• **Text passage**
::::::::

Virginia Woolf, To the Lighthouse

Commonplace Post #6

“The sight filled the northern sky; the immensity of it was scarcely conceivable. As if from Heaven itself, great curtains of delicate light hung and trembled. Pale green and rose-pink, and as transparent as the most fragile fabric, and at the bottom edge a profound and fiery crimson like the fires of Hell, they swung and shimmered loosely with more grace than the most skillful dancer. Lyra thought she could even hear them: a vast distant whispering swish. In the evanescent delicacy she felt something as profound as she’d felt close to the bear. She was moved by it; it was so beautiful it was almost holy; she felt tears prick her eyes, and the tears splintered the light even further into prismatic rainbows. It wasn’t long before she found herself entering the same kind of trance as when she consulted the alethiometer. Perhaps, she thought calmly, whatever moves the alethiometer’s needle is making the Aurora glow too. It might even be Dust itself. She thought that without noticing that she’d thought it, and she soon forgot it, and only remembered it much later.

And as she gazed, the image of a city seemed to form itself behind the veils and streams of translucent color: towers and domes, honey-colored temples and colonnades, broad boulevards and sunlit parkland. Looking at it gave her a sense of vertigo, as if she were looking not up but down, and across a gulf so wide that nothing could ever pass over it. It was a whole universe away.”

Phillip Pullman, The Golden Compass

Commentary Post #6

First off, the style of this piece, I believe, reflects almost perfectly the writing that is consistent within Pullman’s novel, The Golden Compass. The story is told in third person omniscient. Although one would think that the story would benefit from being in the eyes of Lyra, the protagonist, the story is able to reach out and show different views of the tale.

::::::::

• **Provided records**
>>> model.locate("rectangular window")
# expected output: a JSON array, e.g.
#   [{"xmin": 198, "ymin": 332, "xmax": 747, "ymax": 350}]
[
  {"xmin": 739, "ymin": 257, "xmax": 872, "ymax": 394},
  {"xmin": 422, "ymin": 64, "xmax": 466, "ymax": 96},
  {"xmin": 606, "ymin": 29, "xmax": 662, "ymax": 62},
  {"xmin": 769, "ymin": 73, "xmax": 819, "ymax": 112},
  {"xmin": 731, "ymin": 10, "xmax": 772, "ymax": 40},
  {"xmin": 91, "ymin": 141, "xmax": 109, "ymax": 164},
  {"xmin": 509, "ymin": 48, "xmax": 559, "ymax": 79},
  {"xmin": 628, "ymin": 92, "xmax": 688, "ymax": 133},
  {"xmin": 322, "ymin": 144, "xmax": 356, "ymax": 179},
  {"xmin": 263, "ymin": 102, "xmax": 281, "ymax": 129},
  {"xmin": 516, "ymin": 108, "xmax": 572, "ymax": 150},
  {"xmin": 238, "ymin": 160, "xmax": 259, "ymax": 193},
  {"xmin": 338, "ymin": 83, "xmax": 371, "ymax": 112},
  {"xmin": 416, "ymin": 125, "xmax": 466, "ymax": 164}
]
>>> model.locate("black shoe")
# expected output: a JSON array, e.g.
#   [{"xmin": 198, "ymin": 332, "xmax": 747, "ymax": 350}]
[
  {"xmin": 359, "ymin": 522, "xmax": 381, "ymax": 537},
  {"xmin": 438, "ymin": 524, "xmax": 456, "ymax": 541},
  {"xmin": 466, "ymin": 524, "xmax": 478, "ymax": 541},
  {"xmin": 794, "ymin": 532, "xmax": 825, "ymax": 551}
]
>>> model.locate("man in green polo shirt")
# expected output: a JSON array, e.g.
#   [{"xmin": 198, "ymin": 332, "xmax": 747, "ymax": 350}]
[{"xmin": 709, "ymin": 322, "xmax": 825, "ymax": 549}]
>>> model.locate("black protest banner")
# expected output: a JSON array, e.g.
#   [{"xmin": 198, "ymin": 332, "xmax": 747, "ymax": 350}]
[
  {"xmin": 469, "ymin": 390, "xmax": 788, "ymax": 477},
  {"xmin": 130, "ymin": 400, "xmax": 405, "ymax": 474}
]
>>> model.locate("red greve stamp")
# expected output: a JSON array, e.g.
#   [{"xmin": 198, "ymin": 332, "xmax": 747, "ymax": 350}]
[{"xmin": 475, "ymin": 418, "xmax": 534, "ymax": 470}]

::::::::

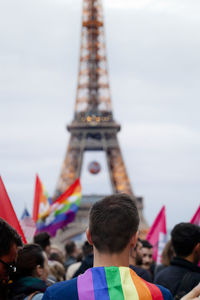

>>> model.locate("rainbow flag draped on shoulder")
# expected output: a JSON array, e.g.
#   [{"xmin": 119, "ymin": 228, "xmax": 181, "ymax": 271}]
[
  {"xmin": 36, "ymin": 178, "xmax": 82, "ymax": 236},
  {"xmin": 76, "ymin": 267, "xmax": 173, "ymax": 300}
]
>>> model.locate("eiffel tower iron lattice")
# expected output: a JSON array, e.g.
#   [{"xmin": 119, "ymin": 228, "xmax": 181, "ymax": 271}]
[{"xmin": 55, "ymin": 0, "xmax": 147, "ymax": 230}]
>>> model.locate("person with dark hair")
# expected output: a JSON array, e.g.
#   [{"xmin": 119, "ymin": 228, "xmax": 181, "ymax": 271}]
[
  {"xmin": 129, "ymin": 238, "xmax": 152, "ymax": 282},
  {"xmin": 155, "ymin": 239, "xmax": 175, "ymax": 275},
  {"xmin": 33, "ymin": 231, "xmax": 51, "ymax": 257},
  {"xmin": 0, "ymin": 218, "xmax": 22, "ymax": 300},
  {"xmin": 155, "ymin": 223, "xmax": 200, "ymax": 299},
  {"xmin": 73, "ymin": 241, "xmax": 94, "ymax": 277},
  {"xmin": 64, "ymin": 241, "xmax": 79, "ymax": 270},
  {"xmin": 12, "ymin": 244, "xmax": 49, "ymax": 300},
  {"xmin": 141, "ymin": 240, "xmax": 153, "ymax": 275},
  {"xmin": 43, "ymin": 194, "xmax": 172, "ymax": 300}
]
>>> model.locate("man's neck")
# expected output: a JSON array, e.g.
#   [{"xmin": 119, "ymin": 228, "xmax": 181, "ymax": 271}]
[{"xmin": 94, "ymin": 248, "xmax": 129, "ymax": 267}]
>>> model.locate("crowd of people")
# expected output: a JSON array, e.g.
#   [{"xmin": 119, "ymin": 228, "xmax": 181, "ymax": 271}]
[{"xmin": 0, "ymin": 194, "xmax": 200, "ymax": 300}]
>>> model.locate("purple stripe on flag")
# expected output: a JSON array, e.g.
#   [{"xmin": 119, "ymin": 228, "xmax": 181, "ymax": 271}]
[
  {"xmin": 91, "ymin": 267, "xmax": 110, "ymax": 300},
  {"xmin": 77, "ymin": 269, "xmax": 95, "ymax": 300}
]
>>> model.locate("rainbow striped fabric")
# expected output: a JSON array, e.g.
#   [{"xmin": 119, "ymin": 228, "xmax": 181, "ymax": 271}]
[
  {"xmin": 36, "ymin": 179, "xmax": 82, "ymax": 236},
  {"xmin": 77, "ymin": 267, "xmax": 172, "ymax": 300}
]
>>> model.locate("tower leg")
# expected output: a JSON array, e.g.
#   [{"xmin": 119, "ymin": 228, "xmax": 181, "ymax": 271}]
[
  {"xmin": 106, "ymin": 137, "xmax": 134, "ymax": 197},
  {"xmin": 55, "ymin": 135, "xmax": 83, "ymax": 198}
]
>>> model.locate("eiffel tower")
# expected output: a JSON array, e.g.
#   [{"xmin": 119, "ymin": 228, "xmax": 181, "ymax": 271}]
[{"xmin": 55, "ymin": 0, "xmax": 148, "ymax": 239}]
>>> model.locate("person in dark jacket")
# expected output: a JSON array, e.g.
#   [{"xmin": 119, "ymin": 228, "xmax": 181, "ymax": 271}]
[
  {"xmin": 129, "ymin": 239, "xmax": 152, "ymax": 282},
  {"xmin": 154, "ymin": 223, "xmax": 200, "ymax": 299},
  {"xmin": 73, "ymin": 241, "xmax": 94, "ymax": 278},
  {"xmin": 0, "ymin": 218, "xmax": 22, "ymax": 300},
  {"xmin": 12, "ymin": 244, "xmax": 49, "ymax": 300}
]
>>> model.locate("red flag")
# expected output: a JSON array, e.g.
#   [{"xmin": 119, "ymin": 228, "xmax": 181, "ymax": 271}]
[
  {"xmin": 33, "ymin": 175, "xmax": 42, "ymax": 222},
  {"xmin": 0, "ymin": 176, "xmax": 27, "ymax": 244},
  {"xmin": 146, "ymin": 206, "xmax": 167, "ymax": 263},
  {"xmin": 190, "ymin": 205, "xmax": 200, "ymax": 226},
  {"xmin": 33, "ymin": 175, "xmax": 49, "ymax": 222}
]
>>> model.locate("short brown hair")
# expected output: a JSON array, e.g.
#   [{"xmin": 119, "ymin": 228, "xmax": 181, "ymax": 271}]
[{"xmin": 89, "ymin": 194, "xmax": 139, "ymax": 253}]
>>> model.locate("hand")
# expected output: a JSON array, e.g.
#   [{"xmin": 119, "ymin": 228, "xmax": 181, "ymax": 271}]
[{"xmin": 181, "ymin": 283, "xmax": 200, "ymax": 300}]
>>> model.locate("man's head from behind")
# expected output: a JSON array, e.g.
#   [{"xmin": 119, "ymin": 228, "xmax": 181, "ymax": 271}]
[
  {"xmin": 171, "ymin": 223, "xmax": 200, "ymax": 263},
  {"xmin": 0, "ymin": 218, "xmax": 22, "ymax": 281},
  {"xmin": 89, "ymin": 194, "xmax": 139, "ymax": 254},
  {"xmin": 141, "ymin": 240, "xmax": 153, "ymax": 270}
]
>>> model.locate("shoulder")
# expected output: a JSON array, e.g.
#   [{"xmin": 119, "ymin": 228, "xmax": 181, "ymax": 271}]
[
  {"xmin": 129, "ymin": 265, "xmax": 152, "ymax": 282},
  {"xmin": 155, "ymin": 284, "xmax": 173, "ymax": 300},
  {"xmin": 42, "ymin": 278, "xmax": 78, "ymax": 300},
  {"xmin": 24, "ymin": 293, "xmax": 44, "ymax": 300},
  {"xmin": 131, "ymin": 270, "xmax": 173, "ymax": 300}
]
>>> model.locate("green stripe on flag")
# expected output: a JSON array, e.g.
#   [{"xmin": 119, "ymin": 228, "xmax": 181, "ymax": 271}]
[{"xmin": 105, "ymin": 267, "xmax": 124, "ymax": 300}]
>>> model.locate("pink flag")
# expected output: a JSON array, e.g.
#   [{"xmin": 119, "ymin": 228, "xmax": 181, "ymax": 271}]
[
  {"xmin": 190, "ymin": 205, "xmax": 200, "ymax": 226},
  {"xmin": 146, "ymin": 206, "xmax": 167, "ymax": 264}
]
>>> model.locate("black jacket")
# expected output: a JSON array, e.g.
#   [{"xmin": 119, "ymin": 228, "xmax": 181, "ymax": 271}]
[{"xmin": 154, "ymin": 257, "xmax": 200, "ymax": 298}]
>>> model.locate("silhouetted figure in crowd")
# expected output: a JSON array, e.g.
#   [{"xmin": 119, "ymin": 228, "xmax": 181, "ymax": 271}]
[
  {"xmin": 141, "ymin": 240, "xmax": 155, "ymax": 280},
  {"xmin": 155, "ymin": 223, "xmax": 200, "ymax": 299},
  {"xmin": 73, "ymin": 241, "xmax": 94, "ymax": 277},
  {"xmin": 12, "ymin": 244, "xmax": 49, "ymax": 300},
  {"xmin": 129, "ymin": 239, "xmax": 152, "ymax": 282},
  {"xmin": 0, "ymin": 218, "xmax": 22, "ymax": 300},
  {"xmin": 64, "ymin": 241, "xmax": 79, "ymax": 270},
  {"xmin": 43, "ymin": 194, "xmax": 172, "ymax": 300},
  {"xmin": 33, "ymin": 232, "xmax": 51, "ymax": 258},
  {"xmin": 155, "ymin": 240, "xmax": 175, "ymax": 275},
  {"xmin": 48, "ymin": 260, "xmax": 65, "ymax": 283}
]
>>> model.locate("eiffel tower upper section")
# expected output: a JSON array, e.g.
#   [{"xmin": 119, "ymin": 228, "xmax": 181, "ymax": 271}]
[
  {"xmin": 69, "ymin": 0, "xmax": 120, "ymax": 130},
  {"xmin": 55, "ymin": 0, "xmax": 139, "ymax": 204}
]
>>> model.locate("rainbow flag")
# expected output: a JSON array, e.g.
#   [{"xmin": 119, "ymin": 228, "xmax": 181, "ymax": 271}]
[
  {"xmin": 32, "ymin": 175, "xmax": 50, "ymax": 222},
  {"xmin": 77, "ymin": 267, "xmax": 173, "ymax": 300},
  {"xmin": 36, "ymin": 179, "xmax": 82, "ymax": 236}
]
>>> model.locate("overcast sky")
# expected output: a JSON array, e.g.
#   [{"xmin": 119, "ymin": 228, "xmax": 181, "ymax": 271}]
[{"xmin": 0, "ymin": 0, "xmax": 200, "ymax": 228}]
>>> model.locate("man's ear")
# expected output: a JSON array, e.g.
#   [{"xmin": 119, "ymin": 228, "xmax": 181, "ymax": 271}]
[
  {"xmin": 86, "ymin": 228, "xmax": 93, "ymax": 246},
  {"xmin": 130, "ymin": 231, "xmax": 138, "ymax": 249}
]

::::::::

• **Requirements**
Alter the commentary by substituting "limited" for "omniscient", and give the section that begins at "First off, the" and ends after "of the tale.".

• **Output for this task**
First off, the style of this piece, I believe, reflects almost perfectly the writing that is consistent within Pullman’s novel, The Golden Compass. The story is told in third person limited. Although one would think that the story would benefit from being in the eyes of Lyra, the protagonist, the story is able to reach out and show different views of the tale.